### Stored data
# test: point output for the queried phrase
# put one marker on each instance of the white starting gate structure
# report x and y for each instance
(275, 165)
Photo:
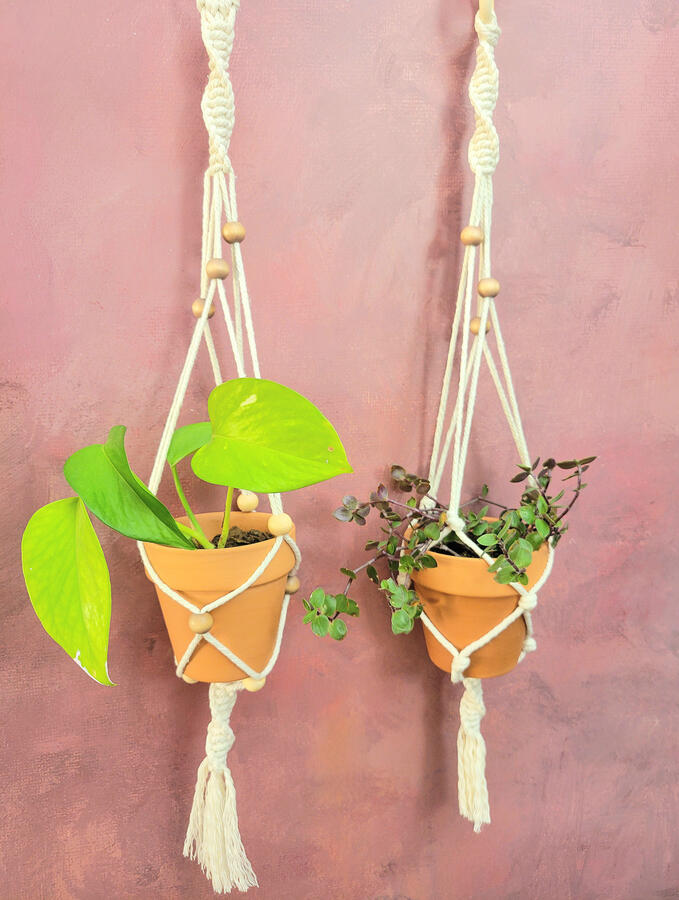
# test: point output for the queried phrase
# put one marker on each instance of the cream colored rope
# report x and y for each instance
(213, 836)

* * *

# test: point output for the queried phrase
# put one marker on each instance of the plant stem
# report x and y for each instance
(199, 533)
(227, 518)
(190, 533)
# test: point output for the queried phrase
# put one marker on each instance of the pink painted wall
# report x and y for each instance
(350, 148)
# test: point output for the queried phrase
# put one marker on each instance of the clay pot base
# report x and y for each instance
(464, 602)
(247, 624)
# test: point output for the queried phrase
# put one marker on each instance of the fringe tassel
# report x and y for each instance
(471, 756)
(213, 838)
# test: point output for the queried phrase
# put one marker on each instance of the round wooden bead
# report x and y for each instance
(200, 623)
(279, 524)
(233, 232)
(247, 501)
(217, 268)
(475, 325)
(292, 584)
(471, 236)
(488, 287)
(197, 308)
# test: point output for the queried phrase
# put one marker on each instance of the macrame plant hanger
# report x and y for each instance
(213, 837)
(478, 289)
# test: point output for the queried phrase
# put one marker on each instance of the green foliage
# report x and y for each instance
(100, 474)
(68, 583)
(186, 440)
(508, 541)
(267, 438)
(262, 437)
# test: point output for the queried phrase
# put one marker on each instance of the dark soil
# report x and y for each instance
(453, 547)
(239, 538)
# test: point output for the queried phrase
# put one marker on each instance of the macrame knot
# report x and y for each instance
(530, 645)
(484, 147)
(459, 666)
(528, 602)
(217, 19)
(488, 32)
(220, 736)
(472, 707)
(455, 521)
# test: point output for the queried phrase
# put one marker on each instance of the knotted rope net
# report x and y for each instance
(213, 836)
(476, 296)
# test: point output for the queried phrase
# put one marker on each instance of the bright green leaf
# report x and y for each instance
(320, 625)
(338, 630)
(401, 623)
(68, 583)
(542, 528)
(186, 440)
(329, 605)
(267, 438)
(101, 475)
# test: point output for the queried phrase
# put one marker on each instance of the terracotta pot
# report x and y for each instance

### What to do
Copy every line in the records above that contains the word "rope".

### Solution below
# put one marker on each instance of the cream colored rope
# put one marker on each instance of the knotted rope net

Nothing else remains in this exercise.